§ **YOUR GOAL**: Reproduce word for word the lines from the items below, beginning at the line that contains "Practice step: locate the bird's dark" and stopping after the line that contains "point(128, 102)".

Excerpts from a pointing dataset
****
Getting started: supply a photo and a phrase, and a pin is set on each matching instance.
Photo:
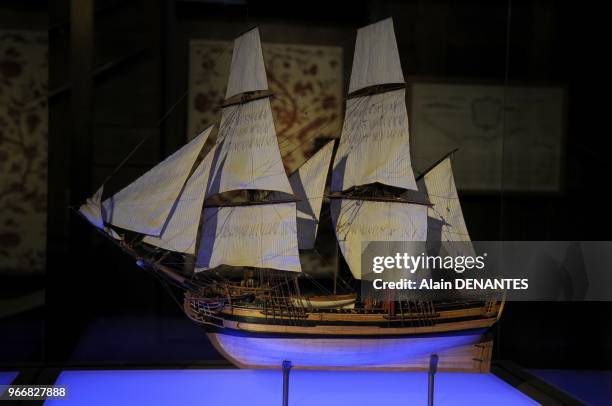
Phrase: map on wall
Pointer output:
(23, 150)
(306, 82)
(509, 138)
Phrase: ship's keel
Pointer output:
(465, 351)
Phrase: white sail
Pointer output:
(374, 146)
(445, 220)
(144, 205)
(308, 184)
(261, 236)
(180, 232)
(247, 155)
(362, 221)
(376, 60)
(247, 72)
(92, 211)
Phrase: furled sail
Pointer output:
(247, 155)
(308, 184)
(92, 211)
(180, 232)
(374, 146)
(144, 205)
(258, 235)
(376, 60)
(445, 220)
(359, 221)
(247, 72)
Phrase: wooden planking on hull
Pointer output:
(468, 353)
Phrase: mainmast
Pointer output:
(374, 150)
(259, 233)
(445, 222)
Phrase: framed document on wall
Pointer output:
(509, 138)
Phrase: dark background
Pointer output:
(116, 71)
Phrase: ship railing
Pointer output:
(203, 311)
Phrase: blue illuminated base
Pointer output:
(466, 351)
(264, 388)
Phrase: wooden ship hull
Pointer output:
(349, 340)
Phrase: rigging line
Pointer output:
(503, 125)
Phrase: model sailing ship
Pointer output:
(227, 226)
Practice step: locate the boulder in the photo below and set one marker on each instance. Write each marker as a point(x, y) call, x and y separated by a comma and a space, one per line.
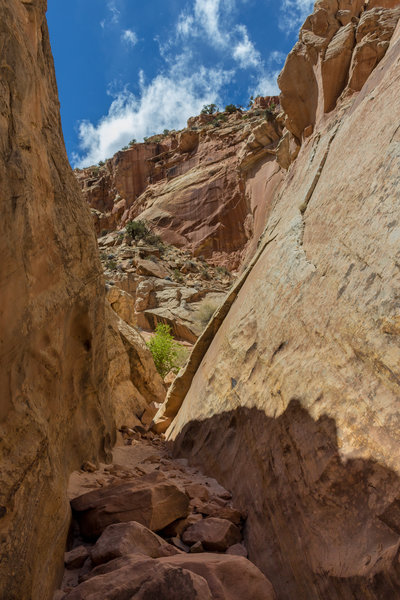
point(150, 500)
point(237, 550)
point(74, 559)
point(122, 303)
point(139, 578)
point(55, 409)
point(151, 268)
point(129, 538)
point(213, 533)
point(228, 577)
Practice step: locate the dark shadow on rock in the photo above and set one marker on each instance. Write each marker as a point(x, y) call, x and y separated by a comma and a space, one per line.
point(318, 527)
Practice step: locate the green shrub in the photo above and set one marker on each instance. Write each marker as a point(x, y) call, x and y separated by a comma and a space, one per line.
point(178, 276)
point(137, 230)
point(168, 355)
point(209, 109)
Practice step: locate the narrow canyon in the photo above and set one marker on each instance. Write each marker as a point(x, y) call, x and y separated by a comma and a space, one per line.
point(263, 461)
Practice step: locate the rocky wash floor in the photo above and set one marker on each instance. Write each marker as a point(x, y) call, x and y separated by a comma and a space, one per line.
point(151, 527)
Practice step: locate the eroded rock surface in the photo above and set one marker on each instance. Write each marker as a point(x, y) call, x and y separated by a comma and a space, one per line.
point(129, 559)
point(299, 387)
point(200, 187)
point(53, 373)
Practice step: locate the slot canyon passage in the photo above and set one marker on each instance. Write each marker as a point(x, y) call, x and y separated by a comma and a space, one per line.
point(268, 466)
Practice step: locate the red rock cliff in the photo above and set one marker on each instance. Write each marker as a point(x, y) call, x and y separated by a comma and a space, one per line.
point(54, 410)
point(291, 396)
point(205, 188)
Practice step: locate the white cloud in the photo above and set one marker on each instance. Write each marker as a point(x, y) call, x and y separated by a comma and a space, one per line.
point(165, 103)
point(294, 13)
point(206, 20)
point(206, 13)
point(129, 37)
point(185, 25)
point(244, 51)
point(266, 85)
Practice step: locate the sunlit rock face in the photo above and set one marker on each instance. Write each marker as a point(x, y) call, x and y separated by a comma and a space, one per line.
point(294, 404)
point(205, 188)
point(54, 411)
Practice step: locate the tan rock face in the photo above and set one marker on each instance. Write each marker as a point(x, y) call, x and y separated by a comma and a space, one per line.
point(299, 387)
point(336, 53)
point(54, 411)
point(152, 501)
point(195, 185)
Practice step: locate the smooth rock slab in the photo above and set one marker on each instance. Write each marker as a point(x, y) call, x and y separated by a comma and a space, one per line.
point(129, 538)
point(228, 577)
point(150, 500)
point(214, 534)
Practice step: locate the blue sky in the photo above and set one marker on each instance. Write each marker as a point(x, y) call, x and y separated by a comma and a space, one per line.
point(129, 68)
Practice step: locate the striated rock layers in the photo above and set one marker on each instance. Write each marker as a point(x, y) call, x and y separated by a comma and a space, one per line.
point(204, 188)
point(294, 405)
point(54, 410)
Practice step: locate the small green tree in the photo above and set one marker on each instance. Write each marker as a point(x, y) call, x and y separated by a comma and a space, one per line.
point(168, 355)
point(209, 109)
point(137, 230)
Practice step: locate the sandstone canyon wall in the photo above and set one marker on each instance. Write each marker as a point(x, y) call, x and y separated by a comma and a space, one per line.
point(294, 405)
point(203, 188)
point(54, 405)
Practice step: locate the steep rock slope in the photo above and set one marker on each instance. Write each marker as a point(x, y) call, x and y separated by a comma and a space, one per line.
point(295, 403)
point(54, 410)
point(203, 188)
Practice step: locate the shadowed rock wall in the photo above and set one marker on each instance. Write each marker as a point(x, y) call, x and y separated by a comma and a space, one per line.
point(54, 410)
point(295, 403)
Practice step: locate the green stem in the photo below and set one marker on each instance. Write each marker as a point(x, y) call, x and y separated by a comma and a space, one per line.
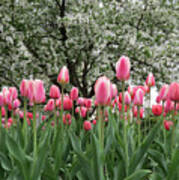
point(138, 120)
point(34, 131)
point(173, 131)
point(62, 107)
point(25, 120)
point(124, 127)
point(0, 117)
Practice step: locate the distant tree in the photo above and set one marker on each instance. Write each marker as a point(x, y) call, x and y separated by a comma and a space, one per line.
point(38, 37)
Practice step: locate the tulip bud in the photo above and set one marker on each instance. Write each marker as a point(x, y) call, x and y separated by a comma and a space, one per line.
point(54, 92)
point(63, 77)
point(150, 81)
point(123, 68)
point(174, 92)
point(157, 109)
point(74, 93)
point(102, 91)
point(87, 125)
point(138, 99)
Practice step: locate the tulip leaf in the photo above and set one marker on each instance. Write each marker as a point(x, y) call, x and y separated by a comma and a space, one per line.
point(140, 152)
point(139, 174)
point(174, 167)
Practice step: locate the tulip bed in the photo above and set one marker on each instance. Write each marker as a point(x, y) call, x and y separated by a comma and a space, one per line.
point(112, 136)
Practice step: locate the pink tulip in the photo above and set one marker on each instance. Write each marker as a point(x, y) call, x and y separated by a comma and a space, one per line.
point(50, 106)
point(83, 111)
point(63, 77)
point(123, 68)
point(158, 99)
point(67, 119)
point(174, 92)
point(74, 93)
point(24, 88)
point(1, 100)
point(81, 101)
point(114, 91)
point(127, 98)
point(150, 81)
point(102, 91)
point(67, 103)
point(163, 94)
point(54, 92)
point(36, 91)
point(13, 93)
point(138, 99)
point(88, 103)
point(16, 103)
point(168, 124)
point(87, 125)
point(169, 106)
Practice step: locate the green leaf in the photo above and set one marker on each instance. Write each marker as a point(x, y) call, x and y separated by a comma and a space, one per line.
point(5, 162)
point(139, 174)
point(174, 167)
point(140, 152)
point(159, 158)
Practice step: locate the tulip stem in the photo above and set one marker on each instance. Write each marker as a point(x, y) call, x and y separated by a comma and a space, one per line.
point(138, 121)
point(124, 127)
point(0, 117)
point(173, 131)
point(34, 131)
point(62, 107)
point(25, 121)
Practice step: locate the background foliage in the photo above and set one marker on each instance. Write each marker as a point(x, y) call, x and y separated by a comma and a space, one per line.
point(37, 37)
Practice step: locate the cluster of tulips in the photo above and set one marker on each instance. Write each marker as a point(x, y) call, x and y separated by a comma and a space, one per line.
point(108, 113)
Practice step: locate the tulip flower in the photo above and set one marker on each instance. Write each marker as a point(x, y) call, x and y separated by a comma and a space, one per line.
point(138, 99)
point(174, 92)
point(74, 93)
point(168, 124)
point(50, 106)
point(102, 91)
point(150, 81)
point(123, 68)
point(67, 119)
point(63, 77)
point(163, 94)
point(127, 98)
point(54, 92)
point(87, 125)
point(157, 109)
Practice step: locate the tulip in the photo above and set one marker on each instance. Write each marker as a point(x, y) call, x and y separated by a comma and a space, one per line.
point(168, 124)
point(174, 92)
point(113, 91)
point(81, 101)
point(150, 81)
point(88, 103)
point(74, 93)
point(163, 94)
point(157, 109)
point(127, 98)
point(87, 125)
point(123, 68)
point(67, 119)
point(24, 88)
point(138, 99)
point(102, 91)
point(63, 77)
point(83, 111)
point(50, 106)
point(1, 99)
point(54, 92)
point(67, 103)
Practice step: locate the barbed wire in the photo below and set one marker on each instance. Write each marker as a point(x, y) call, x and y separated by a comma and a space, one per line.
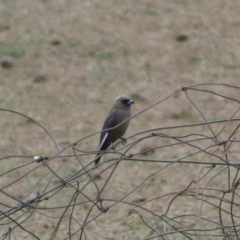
point(183, 185)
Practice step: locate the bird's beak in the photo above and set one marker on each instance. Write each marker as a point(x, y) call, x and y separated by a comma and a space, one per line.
point(130, 102)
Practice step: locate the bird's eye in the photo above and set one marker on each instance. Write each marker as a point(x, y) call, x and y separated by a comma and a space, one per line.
point(125, 101)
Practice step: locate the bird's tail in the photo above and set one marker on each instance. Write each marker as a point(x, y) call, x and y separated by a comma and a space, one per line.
point(98, 157)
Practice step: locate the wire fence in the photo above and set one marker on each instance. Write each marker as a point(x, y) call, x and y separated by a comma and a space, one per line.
point(170, 182)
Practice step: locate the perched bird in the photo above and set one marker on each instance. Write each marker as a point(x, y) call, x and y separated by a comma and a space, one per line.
point(118, 114)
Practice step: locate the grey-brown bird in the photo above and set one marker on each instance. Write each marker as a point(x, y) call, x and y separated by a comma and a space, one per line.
point(120, 112)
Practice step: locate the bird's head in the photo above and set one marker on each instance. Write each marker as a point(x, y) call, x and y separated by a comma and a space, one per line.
point(123, 102)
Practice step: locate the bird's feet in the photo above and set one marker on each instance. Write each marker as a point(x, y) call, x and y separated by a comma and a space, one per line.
point(124, 140)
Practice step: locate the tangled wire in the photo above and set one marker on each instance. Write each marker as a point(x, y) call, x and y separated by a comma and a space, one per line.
point(183, 184)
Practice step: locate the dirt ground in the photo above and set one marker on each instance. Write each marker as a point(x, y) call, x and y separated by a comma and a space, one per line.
point(64, 62)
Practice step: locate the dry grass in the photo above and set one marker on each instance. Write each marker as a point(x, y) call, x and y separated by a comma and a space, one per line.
point(70, 59)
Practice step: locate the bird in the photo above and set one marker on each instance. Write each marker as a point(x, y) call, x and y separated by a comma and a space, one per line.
point(120, 113)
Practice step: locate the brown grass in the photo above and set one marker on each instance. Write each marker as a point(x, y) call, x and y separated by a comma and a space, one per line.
point(70, 59)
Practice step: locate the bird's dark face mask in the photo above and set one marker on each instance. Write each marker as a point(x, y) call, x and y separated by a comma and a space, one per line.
point(128, 102)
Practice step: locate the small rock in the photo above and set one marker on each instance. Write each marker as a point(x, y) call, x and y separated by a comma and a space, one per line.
point(6, 63)
point(182, 37)
point(40, 78)
point(56, 42)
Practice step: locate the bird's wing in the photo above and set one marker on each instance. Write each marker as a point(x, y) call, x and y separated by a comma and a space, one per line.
point(110, 120)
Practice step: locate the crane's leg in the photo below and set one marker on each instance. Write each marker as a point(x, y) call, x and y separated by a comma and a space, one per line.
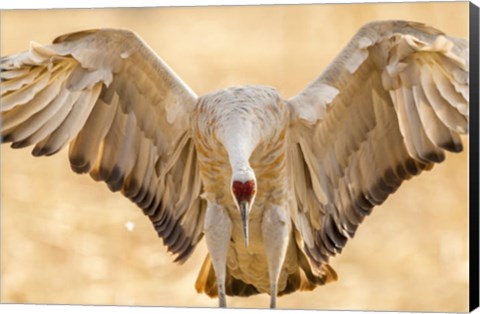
point(276, 229)
point(218, 230)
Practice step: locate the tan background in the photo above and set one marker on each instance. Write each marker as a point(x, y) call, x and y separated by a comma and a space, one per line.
point(63, 237)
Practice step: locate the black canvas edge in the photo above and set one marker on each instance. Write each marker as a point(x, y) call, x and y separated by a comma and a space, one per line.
point(474, 159)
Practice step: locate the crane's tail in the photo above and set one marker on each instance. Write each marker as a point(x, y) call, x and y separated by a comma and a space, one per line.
point(304, 279)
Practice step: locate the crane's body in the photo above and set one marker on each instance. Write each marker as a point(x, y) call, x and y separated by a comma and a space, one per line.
point(237, 142)
point(276, 186)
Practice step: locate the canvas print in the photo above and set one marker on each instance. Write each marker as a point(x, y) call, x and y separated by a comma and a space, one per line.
point(294, 157)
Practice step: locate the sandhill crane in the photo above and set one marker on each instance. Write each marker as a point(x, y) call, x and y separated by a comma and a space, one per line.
point(276, 186)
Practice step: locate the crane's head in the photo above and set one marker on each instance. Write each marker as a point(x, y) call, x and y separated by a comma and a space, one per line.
point(244, 189)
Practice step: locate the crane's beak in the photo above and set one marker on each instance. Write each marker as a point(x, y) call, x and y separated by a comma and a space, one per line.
point(244, 213)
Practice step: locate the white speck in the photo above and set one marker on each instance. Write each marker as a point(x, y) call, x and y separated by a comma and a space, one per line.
point(130, 226)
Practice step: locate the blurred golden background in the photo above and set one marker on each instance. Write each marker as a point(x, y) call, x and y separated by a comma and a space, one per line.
point(64, 238)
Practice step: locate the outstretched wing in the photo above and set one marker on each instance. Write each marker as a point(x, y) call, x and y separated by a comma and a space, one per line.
point(388, 107)
point(125, 115)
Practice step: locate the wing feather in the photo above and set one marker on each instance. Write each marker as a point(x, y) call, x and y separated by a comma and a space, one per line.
point(125, 115)
point(400, 99)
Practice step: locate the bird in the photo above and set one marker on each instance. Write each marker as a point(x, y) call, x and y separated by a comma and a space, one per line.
point(275, 186)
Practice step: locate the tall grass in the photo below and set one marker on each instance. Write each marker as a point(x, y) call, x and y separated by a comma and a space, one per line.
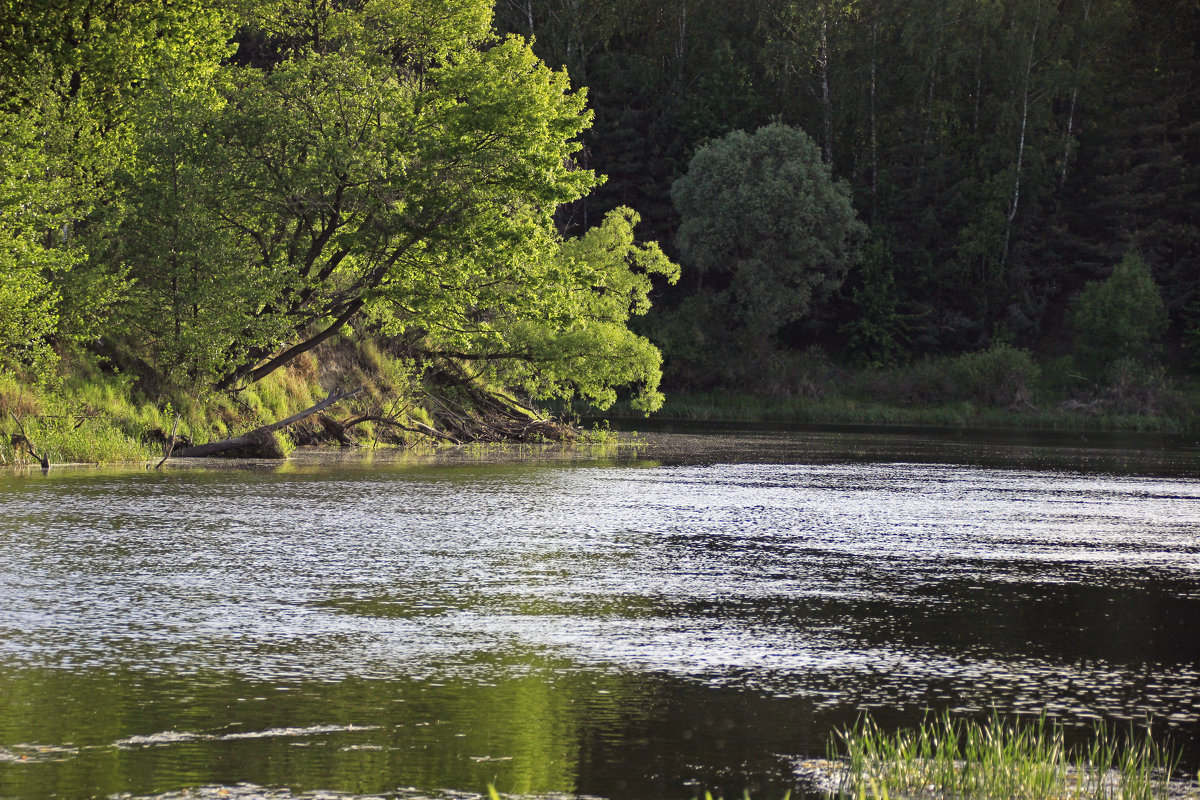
point(1000, 759)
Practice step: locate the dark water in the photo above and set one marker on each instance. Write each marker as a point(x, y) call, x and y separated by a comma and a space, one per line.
point(696, 614)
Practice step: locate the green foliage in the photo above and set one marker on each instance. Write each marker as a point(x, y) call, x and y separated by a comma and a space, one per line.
point(999, 376)
point(763, 212)
point(1119, 318)
point(876, 331)
point(1000, 759)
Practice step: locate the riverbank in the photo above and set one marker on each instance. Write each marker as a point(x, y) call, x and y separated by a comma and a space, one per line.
point(95, 411)
point(742, 407)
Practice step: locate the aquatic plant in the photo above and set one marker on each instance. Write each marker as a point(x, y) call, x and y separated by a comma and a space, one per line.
point(999, 759)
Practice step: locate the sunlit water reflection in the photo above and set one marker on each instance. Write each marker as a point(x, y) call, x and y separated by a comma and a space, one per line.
point(600, 624)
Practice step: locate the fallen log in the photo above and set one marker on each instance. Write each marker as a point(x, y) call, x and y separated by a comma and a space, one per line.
point(23, 439)
point(417, 427)
point(257, 435)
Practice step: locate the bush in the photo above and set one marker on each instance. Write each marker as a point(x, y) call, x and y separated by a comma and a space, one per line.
point(1119, 318)
point(999, 376)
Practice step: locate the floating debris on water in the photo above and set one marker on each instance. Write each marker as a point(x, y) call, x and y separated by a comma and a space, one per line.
point(35, 753)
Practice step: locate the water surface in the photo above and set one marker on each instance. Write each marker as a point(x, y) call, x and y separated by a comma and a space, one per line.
point(697, 613)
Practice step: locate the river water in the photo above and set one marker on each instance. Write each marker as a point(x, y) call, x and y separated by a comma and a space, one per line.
point(695, 613)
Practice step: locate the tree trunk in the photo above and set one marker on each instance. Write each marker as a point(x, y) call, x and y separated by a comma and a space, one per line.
point(255, 435)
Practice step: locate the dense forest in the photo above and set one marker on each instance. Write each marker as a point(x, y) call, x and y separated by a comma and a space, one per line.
point(197, 196)
point(1003, 155)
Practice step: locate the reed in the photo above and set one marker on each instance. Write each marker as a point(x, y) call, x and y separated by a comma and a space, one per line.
point(999, 759)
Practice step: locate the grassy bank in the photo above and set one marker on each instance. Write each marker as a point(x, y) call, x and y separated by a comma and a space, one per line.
point(997, 759)
point(720, 405)
point(93, 413)
point(1000, 388)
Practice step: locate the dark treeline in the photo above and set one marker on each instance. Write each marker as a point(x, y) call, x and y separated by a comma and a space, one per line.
point(1002, 152)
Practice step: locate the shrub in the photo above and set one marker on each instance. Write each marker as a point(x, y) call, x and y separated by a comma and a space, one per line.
point(999, 376)
point(1119, 318)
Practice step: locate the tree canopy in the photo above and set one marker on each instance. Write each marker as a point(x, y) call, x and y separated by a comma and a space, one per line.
point(762, 215)
point(388, 162)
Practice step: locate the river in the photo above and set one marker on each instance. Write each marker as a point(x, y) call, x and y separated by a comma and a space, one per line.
point(699, 612)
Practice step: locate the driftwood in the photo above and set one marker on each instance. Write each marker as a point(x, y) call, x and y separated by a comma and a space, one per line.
point(258, 435)
point(417, 427)
point(171, 444)
point(23, 439)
****
§ **ANSWER FOR THIS EXERCISE**:
Practice step: locate the bird's dark face mask in the photo above and set one marker on each instance. Write each marker as a point(x, y) call, x and y separated by a comma and a space, one per line.
point(128, 102)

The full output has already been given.